▶ **Task goal**: In every one of the lines below, change "simplified polygon" to "closed polygon" and keep everything else the same. Leave the pictures out of your answer.

▶ **Material shown**:
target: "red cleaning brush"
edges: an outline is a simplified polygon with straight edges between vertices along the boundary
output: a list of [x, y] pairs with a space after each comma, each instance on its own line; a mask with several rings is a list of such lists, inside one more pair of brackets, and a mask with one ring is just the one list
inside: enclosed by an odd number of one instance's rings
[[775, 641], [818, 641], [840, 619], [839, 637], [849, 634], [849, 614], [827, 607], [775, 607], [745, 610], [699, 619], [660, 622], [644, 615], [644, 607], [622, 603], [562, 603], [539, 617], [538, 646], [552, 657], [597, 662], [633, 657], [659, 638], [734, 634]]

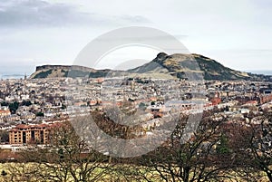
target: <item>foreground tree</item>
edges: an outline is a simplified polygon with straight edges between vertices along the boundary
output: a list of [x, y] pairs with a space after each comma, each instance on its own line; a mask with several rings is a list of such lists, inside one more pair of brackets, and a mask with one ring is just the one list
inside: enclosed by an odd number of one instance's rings
[[222, 122], [205, 118], [186, 142], [181, 142], [184, 125], [180, 123], [168, 142], [141, 158], [141, 164], [150, 169], [145, 179], [152, 181], [158, 177], [161, 181], [183, 182], [235, 179], [228, 174], [234, 166], [231, 154], [217, 151], [222, 140], [219, 128]]
[[10, 181], [98, 181], [107, 177], [108, 158], [88, 148], [70, 123], [51, 129], [46, 146], [27, 146], [10, 164]]
[[265, 112], [247, 125], [239, 126], [233, 134], [233, 149], [239, 160], [244, 162], [242, 171], [251, 179], [256, 174], [260, 180], [265, 174], [272, 181], [272, 113]]

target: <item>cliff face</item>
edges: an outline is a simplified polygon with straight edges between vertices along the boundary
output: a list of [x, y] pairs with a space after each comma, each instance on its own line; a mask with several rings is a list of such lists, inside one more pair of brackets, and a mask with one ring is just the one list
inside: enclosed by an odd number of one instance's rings
[[36, 72], [30, 78], [53, 77], [111, 77], [126, 72], [127, 76], [141, 75], [149, 77], [156, 75], [160, 78], [186, 79], [192, 76], [194, 79], [205, 80], [271, 80], [270, 76], [251, 74], [225, 67], [210, 58], [199, 54], [176, 53], [167, 55], [160, 53], [151, 62], [128, 71], [95, 70], [83, 66], [69, 65], [43, 65], [37, 66]]
[[249, 79], [247, 72], [227, 68], [215, 60], [199, 54], [176, 53], [167, 55], [160, 53], [151, 62], [130, 72], [166, 73], [178, 78], [185, 78], [194, 74], [195, 78], [205, 80], [237, 80]]

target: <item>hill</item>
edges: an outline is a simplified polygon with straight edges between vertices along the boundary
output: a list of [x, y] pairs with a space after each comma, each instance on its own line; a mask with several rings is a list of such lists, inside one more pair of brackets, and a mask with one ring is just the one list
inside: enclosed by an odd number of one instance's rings
[[95, 70], [83, 66], [64, 66], [64, 65], [44, 65], [37, 66], [36, 72], [30, 78], [53, 78], [53, 77], [105, 77], [117, 76], [126, 72], [131, 75], [159, 75], [163, 78], [176, 77], [186, 79], [193, 76], [195, 79], [205, 80], [252, 80], [268, 81], [271, 76], [261, 74], [252, 74], [235, 71], [225, 67], [219, 62], [200, 54], [182, 54], [176, 53], [167, 55], [164, 53], [159, 53], [151, 62], [134, 69], [124, 71], [114, 70]]

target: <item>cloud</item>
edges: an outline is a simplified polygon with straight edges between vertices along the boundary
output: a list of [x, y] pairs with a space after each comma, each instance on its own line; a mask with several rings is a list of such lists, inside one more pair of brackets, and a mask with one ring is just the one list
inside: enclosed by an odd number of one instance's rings
[[102, 25], [149, 22], [142, 16], [107, 15], [80, 12], [76, 6], [43, 0], [2, 0], [0, 27]]

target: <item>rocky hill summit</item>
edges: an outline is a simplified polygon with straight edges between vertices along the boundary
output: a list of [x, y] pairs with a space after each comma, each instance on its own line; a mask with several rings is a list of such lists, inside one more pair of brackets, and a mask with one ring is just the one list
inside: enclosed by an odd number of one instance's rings
[[43, 65], [37, 66], [36, 72], [30, 78], [54, 78], [54, 77], [109, 77], [117, 76], [120, 73], [125, 73], [127, 76], [135, 74], [149, 76], [159, 75], [162, 78], [178, 78], [186, 79], [191, 77], [193, 79], [205, 80], [252, 80], [252, 81], [271, 81], [271, 76], [252, 74], [235, 71], [225, 67], [219, 62], [205, 57], [200, 54], [183, 54], [175, 53], [168, 55], [160, 53], [150, 62], [145, 63], [134, 69], [127, 71], [114, 70], [95, 70], [83, 66], [67, 66], [67, 65]]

▶ **Complete answer**:
target: "red cleaning brush"
edges: an outline is a closed polygon with straight edges between vertices along the boundary
output: a list of [x, y] pairs with a space after each comma, each instance on its own line; a mask with several rings is a list of such lists, inside one more pair of brackets, and a mask with one ring is just the one list
inside: enclosed by an odd number of one instance's rings
[[775, 641], [818, 641], [840, 619], [839, 637], [849, 634], [849, 614], [827, 607], [775, 607], [745, 610], [699, 619], [660, 622], [644, 615], [644, 607], [622, 603], [562, 603], [539, 617], [538, 646], [552, 657], [597, 662], [633, 657], [659, 638], [734, 634]]

target: <item>foreground tree</item>
edges: an outline is a closed polygon with straight edges between vertices along the boundary
output: a list of [x, y] pairs with a space after each comma, each instance on its own line; a mask with several rings is a list of such lists, inside one more pair of brackets, and a mask with one ring is just the one list
inside: enclosed by an odd number of one instance's rings
[[222, 122], [205, 118], [186, 142], [181, 142], [184, 125], [180, 123], [168, 142], [141, 158], [141, 164], [150, 169], [145, 179], [152, 181], [158, 177], [161, 181], [183, 182], [235, 179], [228, 174], [234, 166], [231, 154], [217, 151], [222, 140], [219, 128]]
[[10, 181], [98, 181], [107, 177], [108, 158], [88, 148], [70, 123], [51, 129], [46, 146], [27, 146], [10, 164]]
[[265, 112], [247, 125], [239, 126], [233, 134], [233, 149], [239, 160], [244, 162], [242, 171], [251, 179], [256, 174], [260, 180], [265, 174], [272, 181], [272, 113]]

target: <item>cliff face</item>
edges: an outline is a closed polygon with straight edges between vertices along the boundary
output: a list of [x, y] pairs with a space after each comma, each instance on its own line; a mask with several rings is a list of such lists, inside one more pair of brackets, and a mask with one ring is just the one list
inside: enclosed by an odd number of one instance's rings
[[36, 72], [30, 78], [53, 77], [111, 77], [126, 72], [127, 76], [141, 75], [149, 77], [156, 75], [160, 78], [186, 79], [192, 76], [194, 79], [205, 80], [271, 80], [270, 76], [251, 74], [225, 67], [210, 58], [199, 54], [176, 53], [167, 55], [160, 53], [151, 62], [128, 71], [95, 70], [83, 66], [69, 65], [43, 65], [37, 66]]
[[249, 79], [247, 72], [227, 68], [215, 60], [199, 54], [176, 53], [167, 55], [160, 53], [151, 62], [130, 72], [166, 73], [178, 78], [185, 78], [194, 74], [195, 78], [205, 80], [237, 80]]

target: <item>hill</item>
edges: an outline is a closed polygon with straight edges between vertices along the boundary
output: a list of [x, y] pairs with a space after each comma, each instance on its own line; a mask with several rings is a list of such lists, inside one more pair of brackets, and a mask with one ring is just the one list
inside: enclosed by an odd number of one instance's rings
[[95, 70], [83, 66], [64, 66], [64, 65], [44, 65], [37, 66], [36, 72], [30, 78], [53, 78], [53, 77], [105, 77], [117, 76], [126, 72], [131, 75], [159, 75], [163, 78], [176, 77], [186, 79], [193, 76], [195, 79], [205, 80], [252, 80], [268, 81], [271, 76], [261, 74], [252, 74], [235, 71], [225, 67], [219, 62], [200, 54], [182, 54], [176, 53], [167, 55], [164, 53], [159, 53], [151, 62], [134, 69], [124, 71], [114, 70]]

target: <item>cloud</item>
edges: an outline is a closed polygon with straight edges between vertices along the boundary
output: a list of [x, y] pairs with a space after each comma, each instance on its own line; a mask with several rings is a list of such lists, inside one more pair of brackets, and a mask with one ring is just the one list
inside: enclosed by an odd number of one instance's rings
[[102, 25], [149, 22], [142, 16], [107, 15], [80, 12], [76, 6], [43, 0], [2, 0], [0, 27]]

target: <item>rocky hill summit</item>
edges: an outline is a closed polygon with straight edges between vertices along the boundary
output: a list of [x, y] pairs with a space after each comma, each instance on its own line; a mask with several rings is a list of such lists, inside one more pair of brackets, and a mask with one ring is just the one list
inside: enclosed by an odd number of one instance's rings
[[43, 65], [37, 66], [36, 72], [30, 78], [54, 78], [54, 77], [109, 77], [117, 76], [120, 73], [125, 73], [127, 76], [135, 74], [149, 76], [159, 75], [162, 78], [178, 78], [186, 79], [191, 77], [193, 79], [205, 80], [252, 80], [252, 81], [271, 81], [271, 76], [252, 74], [235, 71], [225, 67], [219, 62], [205, 57], [200, 54], [183, 54], [175, 53], [168, 55], [160, 53], [150, 62], [145, 63], [134, 69], [127, 71], [114, 70], [95, 70], [83, 66], [67, 66], [67, 65]]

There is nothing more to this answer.